* _EXERCISE INSTRUCTIONS_
Starting with the line that contains "Target: red hanging lantern" and stopping after the line that contains "Target: red candle", return each line below exactly as written, with no others.

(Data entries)
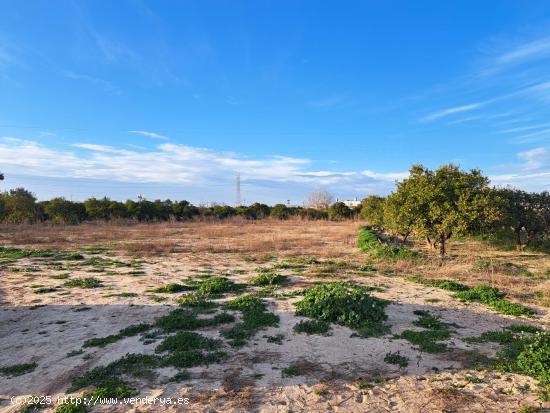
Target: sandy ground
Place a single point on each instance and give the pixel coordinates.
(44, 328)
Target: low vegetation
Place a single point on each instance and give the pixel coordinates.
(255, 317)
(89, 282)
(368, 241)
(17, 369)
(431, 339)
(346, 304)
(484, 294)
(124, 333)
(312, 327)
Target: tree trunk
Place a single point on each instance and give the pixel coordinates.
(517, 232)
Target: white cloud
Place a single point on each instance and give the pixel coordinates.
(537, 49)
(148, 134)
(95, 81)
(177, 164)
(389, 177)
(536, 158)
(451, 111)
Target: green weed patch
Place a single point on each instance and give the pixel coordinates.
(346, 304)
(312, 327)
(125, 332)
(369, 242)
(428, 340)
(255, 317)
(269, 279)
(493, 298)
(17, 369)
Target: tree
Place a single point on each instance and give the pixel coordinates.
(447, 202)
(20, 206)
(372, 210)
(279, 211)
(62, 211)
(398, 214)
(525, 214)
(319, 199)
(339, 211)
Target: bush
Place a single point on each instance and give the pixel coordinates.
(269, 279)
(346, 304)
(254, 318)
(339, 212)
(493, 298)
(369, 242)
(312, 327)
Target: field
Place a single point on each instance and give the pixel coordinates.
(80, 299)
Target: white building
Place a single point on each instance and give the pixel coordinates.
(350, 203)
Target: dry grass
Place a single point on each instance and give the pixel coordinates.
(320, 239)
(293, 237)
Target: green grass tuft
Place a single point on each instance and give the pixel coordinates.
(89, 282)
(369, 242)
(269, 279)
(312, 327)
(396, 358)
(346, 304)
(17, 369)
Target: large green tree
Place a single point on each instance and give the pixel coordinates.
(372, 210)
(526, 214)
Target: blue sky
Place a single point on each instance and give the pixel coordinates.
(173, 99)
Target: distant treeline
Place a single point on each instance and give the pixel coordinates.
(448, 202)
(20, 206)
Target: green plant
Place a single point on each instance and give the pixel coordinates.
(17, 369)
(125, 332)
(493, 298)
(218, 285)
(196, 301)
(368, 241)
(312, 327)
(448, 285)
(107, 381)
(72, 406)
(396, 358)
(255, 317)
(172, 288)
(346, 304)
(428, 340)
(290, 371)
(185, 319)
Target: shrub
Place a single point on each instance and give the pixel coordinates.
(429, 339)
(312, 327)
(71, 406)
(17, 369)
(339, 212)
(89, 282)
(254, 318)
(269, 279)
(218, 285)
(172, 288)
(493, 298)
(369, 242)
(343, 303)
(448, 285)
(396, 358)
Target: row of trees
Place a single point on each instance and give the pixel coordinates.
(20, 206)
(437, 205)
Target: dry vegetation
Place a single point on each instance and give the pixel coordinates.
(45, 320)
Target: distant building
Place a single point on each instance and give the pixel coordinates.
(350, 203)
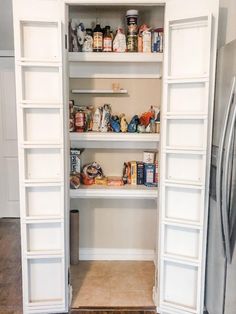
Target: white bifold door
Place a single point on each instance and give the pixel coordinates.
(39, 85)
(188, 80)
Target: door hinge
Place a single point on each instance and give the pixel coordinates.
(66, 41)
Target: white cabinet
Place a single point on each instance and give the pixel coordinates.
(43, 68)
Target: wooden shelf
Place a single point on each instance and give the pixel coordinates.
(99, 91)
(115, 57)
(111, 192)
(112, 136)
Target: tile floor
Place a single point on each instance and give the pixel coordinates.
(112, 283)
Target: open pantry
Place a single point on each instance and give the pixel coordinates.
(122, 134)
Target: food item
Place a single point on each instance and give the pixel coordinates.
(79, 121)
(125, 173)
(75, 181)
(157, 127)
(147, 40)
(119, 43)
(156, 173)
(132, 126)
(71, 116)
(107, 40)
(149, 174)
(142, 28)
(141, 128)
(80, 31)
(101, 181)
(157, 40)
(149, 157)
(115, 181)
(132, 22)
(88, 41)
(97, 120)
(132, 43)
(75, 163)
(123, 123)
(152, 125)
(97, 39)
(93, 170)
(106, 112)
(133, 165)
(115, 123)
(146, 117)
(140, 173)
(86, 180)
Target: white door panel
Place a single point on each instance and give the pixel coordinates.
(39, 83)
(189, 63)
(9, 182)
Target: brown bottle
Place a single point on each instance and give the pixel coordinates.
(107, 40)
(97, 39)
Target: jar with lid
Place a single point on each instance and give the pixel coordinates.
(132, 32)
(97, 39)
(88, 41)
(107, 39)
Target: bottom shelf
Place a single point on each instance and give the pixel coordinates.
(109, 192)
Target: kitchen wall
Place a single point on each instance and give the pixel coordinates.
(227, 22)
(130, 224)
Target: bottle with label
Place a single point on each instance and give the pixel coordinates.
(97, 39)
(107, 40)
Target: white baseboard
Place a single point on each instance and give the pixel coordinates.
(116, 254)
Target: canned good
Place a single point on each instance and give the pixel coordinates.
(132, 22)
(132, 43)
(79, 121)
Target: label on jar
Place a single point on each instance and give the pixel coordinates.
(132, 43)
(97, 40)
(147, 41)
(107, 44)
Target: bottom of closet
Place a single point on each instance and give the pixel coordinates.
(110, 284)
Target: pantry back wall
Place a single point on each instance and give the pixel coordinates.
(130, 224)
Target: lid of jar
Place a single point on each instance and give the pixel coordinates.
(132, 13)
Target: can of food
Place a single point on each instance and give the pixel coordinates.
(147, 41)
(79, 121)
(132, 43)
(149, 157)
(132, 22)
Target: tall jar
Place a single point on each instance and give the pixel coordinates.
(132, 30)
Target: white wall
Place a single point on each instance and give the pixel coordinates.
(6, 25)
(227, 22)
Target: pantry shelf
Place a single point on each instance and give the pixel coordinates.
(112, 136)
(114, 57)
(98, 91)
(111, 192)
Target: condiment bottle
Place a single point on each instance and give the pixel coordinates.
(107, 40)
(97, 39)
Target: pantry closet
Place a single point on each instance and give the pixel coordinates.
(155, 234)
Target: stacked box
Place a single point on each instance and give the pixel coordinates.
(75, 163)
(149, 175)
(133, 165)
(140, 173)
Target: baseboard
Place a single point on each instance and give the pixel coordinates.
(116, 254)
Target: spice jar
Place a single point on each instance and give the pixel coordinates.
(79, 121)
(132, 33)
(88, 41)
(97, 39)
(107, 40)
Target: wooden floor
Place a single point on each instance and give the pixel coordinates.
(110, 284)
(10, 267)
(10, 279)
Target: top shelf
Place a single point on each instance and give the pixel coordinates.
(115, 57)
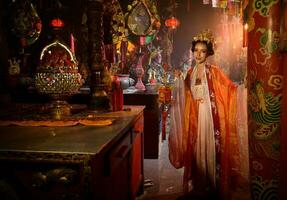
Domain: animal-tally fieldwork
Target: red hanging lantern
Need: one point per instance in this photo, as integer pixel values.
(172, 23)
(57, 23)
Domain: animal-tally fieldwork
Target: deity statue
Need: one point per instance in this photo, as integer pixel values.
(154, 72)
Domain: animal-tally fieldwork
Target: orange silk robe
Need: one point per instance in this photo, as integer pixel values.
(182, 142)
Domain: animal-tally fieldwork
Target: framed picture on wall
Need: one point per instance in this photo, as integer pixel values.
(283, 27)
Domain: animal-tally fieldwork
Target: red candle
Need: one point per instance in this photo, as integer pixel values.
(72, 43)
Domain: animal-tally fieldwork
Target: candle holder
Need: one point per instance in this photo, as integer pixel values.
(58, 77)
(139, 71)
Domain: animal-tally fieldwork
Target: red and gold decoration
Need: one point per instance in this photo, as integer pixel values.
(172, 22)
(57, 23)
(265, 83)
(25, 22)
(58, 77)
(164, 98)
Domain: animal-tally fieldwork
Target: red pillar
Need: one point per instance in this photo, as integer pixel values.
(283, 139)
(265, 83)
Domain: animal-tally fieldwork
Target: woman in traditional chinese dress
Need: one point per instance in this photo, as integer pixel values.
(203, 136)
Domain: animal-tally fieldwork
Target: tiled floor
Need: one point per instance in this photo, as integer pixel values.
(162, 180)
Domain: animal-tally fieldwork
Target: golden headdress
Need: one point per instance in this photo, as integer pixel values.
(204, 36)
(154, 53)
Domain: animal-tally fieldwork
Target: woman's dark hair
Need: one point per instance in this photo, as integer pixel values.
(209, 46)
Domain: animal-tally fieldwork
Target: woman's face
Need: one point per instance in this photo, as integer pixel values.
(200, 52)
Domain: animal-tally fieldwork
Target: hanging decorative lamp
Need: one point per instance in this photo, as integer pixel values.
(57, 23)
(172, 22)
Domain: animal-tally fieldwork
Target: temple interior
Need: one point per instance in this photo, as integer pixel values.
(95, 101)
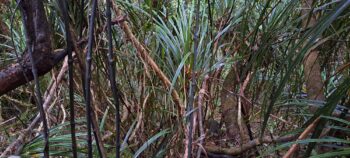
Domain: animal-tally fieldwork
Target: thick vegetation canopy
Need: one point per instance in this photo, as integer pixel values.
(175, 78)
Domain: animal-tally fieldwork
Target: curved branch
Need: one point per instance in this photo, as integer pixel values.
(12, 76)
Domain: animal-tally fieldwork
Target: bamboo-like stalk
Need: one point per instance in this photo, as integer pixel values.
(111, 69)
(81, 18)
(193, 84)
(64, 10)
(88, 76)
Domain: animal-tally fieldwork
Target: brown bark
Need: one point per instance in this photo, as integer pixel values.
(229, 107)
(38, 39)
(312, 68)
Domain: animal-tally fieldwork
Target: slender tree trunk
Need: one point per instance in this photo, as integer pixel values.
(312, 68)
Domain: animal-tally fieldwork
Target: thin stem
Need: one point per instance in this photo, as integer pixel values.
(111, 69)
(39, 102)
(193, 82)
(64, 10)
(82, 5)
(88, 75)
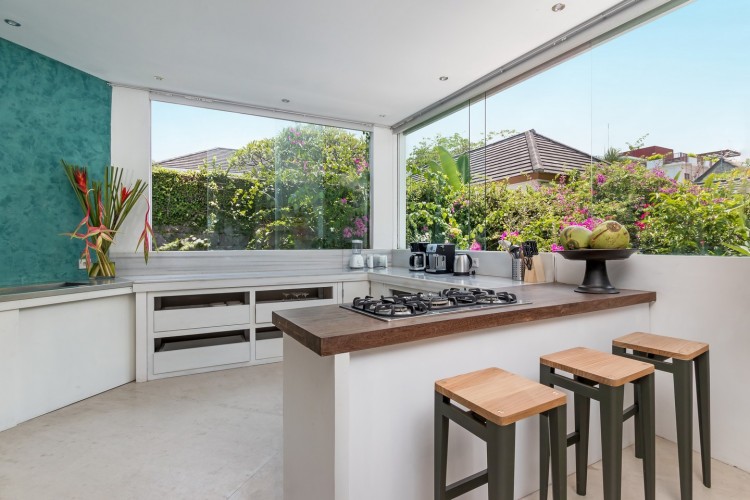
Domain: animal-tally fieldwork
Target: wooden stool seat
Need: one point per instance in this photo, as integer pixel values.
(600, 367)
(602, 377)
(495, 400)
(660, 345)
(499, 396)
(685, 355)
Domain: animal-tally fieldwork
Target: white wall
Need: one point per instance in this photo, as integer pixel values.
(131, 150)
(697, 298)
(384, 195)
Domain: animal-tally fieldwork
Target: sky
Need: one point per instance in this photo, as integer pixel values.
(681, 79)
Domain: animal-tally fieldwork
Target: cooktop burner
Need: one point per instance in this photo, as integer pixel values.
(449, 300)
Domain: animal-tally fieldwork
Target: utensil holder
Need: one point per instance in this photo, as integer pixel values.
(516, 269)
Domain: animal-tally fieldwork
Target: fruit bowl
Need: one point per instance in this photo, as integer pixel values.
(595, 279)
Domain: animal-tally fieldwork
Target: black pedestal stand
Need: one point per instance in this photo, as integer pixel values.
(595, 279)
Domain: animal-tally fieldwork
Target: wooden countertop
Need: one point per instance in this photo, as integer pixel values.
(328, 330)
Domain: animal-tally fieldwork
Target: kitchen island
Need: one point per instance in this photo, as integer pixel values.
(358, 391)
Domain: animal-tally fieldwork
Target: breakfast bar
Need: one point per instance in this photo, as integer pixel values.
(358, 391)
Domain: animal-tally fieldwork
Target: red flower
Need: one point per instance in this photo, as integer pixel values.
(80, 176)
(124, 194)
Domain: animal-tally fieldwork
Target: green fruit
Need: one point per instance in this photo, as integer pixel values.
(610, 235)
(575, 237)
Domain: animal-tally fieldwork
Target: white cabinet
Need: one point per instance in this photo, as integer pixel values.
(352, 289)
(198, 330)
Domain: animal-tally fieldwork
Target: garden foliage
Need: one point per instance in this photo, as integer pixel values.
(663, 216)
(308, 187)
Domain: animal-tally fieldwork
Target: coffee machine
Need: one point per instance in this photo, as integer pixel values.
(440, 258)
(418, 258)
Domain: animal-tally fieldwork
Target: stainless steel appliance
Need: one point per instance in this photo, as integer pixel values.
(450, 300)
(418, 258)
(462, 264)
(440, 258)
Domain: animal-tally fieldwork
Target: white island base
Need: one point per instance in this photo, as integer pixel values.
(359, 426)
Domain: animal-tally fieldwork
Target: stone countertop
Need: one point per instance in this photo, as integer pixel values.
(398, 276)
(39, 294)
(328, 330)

* _SOLVED PROBLEM_
Target: red hanging lantern
Need: one point per instance in this photo, as integer pixel values.
(172, 23)
(57, 23)
Domain: animal-tally fieldwork
Target: deity statue
Need: one point per instance in this photo, as integer pixel values.
(154, 72)
Domain: animal-tally fieldwork
Target: orange silk robe
Need: one point per instance in this photo, as integer pixel values.
(182, 142)
Domain: animal-tally fieldwork
Target: framed picture on wall
Need: one point per instance in this photo, as integer pixel values.
(283, 27)
Domain: animal-tally fieldwork
Target: red candle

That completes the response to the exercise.